• [Directions for this task]
Transcribe the stretch of entries below from the line with "Target: small framed sign" through the line with "Target: brick hearth", exactly and with both ends included; leave out all other lines.

(Beginning of Excerpted records)

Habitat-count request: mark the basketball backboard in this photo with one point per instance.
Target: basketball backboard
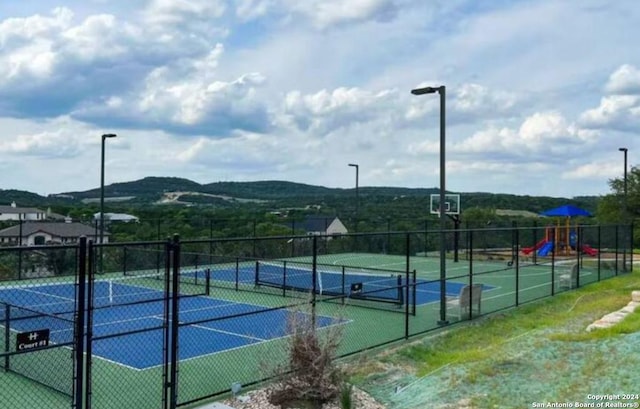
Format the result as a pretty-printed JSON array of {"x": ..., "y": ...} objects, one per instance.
[{"x": 451, "y": 204}]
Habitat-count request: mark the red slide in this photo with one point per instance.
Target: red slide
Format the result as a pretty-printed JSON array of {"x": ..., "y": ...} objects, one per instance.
[
  {"x": 529, "y": 250},
  {"x": 587, "y": 249}
]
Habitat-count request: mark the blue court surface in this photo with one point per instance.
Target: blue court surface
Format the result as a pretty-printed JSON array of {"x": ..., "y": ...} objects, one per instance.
[
  {"x": 51, "y": 306},
  {"x": 143, "y": 349},
  {"x": 375, "y": 286}
]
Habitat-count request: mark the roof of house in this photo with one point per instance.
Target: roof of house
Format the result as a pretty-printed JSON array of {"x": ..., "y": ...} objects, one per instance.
[
  {"x": 53, "y": 228},
  {"x": 116, "y": 216},
  {"x": 19, "y": 210},
  {"x": 313, "y": 223}
]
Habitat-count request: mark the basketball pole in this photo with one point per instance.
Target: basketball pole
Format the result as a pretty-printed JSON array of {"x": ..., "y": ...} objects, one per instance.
[{"x": 443, "y": 238}]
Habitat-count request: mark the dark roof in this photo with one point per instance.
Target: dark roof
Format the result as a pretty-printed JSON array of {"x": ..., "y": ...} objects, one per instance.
[
  {"x": 17, "y": 210},
  {"x": 313, "y": 223},
  {"x": 55, "y": 229}
]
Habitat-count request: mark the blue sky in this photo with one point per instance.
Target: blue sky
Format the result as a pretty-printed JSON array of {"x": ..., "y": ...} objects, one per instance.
[{"x": 540, "y": 93}]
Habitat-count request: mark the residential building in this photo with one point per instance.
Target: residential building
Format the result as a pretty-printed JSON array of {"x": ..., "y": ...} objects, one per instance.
[
  {"x": 320, "y": 225},
  {"x": 41, "y": 233},
  {"x": 117, "y": 217},
  {"x": 14, "y": 212}
]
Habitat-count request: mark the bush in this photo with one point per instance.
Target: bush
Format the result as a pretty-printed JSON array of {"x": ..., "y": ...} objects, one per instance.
[{"x": 309, "y": 377}]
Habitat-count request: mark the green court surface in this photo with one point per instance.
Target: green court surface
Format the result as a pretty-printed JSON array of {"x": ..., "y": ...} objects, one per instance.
[{"x": 363, "y": 325}]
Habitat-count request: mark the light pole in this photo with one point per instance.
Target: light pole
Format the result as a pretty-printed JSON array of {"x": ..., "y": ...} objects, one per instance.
[
  {"x": 357, "y": 192},
  {"x": 624, "y": 209},
  {"x": 443, "y": 239},
  {"x": 104, "y": 137}
]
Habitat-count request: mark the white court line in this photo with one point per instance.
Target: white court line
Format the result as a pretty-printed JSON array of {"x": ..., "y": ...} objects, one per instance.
[{"x": 236, "y": 334}]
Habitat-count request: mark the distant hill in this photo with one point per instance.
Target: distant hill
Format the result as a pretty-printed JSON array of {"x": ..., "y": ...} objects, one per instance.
[
  {"x": 180, "y": 191},
  {"x": 27, "y": 199}
]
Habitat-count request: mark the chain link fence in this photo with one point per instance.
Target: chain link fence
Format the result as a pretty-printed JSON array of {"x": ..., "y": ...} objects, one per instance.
[{"x": 171, "y": 323}]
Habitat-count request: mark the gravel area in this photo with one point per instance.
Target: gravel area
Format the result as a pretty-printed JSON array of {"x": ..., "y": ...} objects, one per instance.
[{"x": 259, "y": 399}]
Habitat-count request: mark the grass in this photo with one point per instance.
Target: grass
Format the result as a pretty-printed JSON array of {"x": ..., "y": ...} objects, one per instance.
[{"x": 561, "y": 319}]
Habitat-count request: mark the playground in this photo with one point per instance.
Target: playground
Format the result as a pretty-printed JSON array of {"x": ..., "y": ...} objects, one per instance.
[{"x": 562, "y": 238}]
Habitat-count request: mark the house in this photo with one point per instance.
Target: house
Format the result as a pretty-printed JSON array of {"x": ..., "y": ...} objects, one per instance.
[
  {"x": 320, "y": 225},
  {"x": 41, "y": 233},
  {"x": 14, "y": 212},
  {"x": 117, "y": 217}
]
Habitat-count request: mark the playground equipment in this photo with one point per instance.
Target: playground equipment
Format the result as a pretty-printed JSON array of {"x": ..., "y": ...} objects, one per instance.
[{"x": 561, "y": 239}]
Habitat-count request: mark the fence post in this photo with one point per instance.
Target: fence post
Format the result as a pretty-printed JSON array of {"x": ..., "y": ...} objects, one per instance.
[
  {"x": 168, "y": 252},
  {"x": 406, "y": 282},
  {"x": 175, "y": 321},
  {"x": 80, "y": 329},
  {"x": 314, "y": 280},
  {"x": 91, "y": 270},
  {"x": 514, "y": 259},
  {"x": 599, "y": 250},
  {"x": 630, "y": 247},
  {"x": 617, "y": 245}
]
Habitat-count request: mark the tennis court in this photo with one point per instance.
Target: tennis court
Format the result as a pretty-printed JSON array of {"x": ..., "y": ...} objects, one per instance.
[
  {"x": 372, "y": 285},
  {"x": 125, "y": 309}
]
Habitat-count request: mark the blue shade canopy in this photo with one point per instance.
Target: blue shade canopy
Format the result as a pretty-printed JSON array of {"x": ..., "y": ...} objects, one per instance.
[{"x": 566, "y": 211}]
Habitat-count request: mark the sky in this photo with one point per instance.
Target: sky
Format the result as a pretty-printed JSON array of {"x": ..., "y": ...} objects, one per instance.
[{"x": 540, "y": 94}]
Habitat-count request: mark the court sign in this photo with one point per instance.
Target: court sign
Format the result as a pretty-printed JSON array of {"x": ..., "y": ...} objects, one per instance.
[{"x": 32, "y": 340}]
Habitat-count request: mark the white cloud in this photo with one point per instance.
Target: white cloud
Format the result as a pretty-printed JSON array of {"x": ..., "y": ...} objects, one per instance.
[
  {"x": 543, "y": 133},
  {"x": 326, "y": 13},
  {"x": 326, "y": 111},
  {"x": 615, "y": 112},
  {"x": 477, "y": 99},
  {"x": 181, "y": 11},
  {"x": 186, "y": 94},
  {"x": 248, "y": 10},
  {"x": 624, "y": 81},
  {"x": 296, "y": 90}
]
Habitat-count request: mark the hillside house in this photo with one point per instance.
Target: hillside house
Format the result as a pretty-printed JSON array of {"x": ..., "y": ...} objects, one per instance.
[
  {"x": 41, "y": 233},
  {"x": 320, "y": 225},
  {"x": 117, "y": 217},
  {"x": 14, "y": 212}
]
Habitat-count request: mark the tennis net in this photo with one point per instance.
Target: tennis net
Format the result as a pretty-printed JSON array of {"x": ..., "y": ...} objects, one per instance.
[
  {"x": 134, "y": 289},
  {"x": 357, "y": 283}
]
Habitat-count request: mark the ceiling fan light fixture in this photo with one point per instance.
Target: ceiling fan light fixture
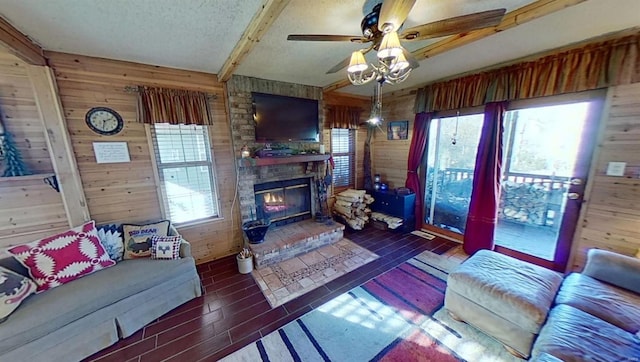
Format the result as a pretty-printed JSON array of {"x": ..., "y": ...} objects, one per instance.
[
  {"x": 390, "y": 46},
  {"x": 357, "y": 63}
]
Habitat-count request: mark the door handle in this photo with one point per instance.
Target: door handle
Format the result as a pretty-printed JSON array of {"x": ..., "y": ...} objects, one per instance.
[
  {"x": 576, "y": 181},
  {"x": 573, "y": 195}
]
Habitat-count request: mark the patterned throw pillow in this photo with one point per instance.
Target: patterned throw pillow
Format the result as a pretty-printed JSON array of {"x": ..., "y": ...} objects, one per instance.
[
  {"x": 14, "y": 288},
  {"x": 61, "y": 258},
  {"x": 137, "y": 238},
  {"x": 111, "y": 238},
  {"x": 165, "y": 247}
]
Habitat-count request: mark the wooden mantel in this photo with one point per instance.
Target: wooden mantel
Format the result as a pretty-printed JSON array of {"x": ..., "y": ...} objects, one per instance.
[{"x": 249, "y": 162}]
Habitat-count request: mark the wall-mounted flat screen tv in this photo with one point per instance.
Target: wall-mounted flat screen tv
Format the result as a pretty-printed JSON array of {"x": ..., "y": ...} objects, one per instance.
[{"x": 285, "y": 119}]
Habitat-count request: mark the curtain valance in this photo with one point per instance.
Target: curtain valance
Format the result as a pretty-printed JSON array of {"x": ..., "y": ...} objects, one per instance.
[
  {"x": 343, "y": 117},
  {"x": 593, "y": 66},
  {"x": 174, "y": 106}
]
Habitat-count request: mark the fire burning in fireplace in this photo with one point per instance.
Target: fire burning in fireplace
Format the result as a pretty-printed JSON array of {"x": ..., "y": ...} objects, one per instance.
[{"x": 274, "y": 202}]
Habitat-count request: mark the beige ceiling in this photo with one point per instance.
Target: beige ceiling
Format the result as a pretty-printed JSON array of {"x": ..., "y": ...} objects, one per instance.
[{"x": 200, "y": 34}]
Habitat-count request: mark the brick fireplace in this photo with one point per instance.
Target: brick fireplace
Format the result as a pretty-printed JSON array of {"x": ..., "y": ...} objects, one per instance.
[
  {"x": 298, "y": 233},
  {"x": 283, "y": 202}
]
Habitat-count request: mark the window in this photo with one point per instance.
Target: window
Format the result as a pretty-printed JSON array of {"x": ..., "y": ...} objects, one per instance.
[
  {"x": 185, "y": 169},
  {"x": 344, "y": 156}
]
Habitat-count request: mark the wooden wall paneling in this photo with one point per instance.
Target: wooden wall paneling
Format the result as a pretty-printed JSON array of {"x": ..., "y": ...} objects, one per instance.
[
  {"x": 59, "y": 143},
  {"x": 29, "y": 208},
  {"x": 610, "y": 216},
  {"x": 390, "y": 156},
  {"x": 126, "y": 192}
]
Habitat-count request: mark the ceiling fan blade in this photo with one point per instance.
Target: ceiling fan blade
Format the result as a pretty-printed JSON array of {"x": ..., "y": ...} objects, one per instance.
[
  {"x": 340, "y": 65},
  {"x": 456, "y": 25},
  {"x": 322, "y": 37},
  {"x": 413, "y": 62},
  {"x": 346, "y": 61},
  {"x": 394, "y": 13}
]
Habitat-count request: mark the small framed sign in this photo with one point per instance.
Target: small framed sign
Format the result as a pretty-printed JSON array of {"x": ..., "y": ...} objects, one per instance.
[
  {"x": 398, "y": 130},
  {"x": 111, "y": 152}
]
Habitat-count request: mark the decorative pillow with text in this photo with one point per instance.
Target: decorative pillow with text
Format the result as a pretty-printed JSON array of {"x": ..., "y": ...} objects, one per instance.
[
  {"x": 165, "y": 247},
  {"x": 137, "y": 238},
  {"x": 64, "y": 257}
]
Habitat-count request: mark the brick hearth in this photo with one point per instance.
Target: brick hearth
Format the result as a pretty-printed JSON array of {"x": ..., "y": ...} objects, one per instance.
[{"x": 288, "y": 241}]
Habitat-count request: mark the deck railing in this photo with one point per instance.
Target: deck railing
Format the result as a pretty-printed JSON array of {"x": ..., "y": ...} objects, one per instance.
[{"x": 525, "y": 198}]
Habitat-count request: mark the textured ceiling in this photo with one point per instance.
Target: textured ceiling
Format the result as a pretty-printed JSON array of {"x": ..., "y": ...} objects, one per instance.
[{"x": 200, "y": 34}]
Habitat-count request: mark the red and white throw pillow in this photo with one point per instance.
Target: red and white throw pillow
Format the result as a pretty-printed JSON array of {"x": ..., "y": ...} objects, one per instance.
[
  {"x": 61, "y": 258},
  {"x": 165, "y": 247}
]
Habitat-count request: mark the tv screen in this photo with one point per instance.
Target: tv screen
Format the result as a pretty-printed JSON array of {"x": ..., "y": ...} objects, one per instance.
[{"x": 285, "y": 119}]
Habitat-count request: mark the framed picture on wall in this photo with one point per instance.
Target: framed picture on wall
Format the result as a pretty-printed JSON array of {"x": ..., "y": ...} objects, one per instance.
[{"x": 398, "y": 130}]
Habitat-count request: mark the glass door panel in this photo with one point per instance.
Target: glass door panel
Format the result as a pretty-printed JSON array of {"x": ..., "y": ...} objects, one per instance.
[
  {"x": 542, "y": 151},
  {"x": 451, "y": 156}
]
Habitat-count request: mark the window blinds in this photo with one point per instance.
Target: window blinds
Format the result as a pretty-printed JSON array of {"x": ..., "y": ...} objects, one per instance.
[
  {"x": 343, "y": 152},
  {"x": 184, "y": 161}
]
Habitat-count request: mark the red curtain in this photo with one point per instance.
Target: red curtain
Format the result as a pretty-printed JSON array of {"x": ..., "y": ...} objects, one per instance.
[
  {"x": 485, "y": 196},
  {"x": 416, "y": 151}
]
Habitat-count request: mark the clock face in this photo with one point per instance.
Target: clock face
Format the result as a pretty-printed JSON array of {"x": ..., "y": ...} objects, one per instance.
[{"x": 104, "y": 120}]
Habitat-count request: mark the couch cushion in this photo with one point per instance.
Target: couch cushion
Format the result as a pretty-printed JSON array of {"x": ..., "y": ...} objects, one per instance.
[
  {"x": 573, "y": 335},
  {"x": 14, "y": 288},
  {"x": 615, "y": 305},
  {"x": 515, "y": 290},
  {"x": 62, "y": 258},
  {"x": 50, "y": 310}
]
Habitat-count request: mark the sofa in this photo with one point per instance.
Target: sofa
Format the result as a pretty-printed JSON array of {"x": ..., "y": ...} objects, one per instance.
[
  {"x": 596, "y": 313},
  {"x": 74, "y": 320}
]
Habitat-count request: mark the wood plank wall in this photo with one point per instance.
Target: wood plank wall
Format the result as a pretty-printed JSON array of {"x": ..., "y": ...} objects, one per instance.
[
  {"x": 336, "y": 98},
  {"x": 390, "y": 156},
  {"x": 29, "y": 208},
  {"x": 126, "y": 192},
  {"x": 611, "y": 218}
]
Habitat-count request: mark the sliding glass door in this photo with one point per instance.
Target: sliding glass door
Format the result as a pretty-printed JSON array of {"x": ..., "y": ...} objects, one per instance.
[
  {"x": 452, "y": 147},
  {"x": 547, "y": 149}
]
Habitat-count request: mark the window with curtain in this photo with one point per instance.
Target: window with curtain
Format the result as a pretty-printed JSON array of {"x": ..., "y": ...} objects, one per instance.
[
  {"x": 185, "y": 169},
  {"x": 344, "y": 156}
]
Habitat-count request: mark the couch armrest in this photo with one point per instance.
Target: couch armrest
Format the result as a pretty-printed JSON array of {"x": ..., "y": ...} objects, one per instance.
[
  {"x": 185, "y": 249},
  {"x": 185, "y": 246},
  {"x": 617, "y": 269}
]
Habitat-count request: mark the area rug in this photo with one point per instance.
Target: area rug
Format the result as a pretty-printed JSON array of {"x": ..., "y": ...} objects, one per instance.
[
  {"x": 294, "y": 277},
  {"x": 398, "y": 316}
]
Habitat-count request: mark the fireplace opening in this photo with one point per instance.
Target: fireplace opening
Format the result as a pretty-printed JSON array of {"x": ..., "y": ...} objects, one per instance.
[{"x": 284, "y": 202}]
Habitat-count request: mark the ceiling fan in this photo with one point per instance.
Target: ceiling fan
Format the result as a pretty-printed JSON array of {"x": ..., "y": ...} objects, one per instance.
[{"x": 380, "y": 28}]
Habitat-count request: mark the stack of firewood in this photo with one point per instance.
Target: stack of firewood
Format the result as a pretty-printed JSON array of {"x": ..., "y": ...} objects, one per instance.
[
  {"x": 353, "y": 206},
  {"x": 391, "y": 221}
]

(End of Excerpted records)

• [Final answer]
Target: small framed sign
Format the result as a pretty-printed JSON array of {"x": ..., "y": ...} objects, one per instance.
[
  {"x": 398, "y": 130},
  {"x": 111, "y": 152}
]
Habitat-count request: mark the decorative pillow with text in this photo with one point per instance.
Target: decorative pillow with text
Format the result as a pretty-printed JSON array of {"x": ..., "y": ...} objects, one per instance.
[
  {"x": 165, "y": 247},
  {"x": 137, "y": 238},
  {"x": 64, "y": 257}
]
Habitat-count request: mark the brick hearth in this photo with one point per instance.
Target: brick hearth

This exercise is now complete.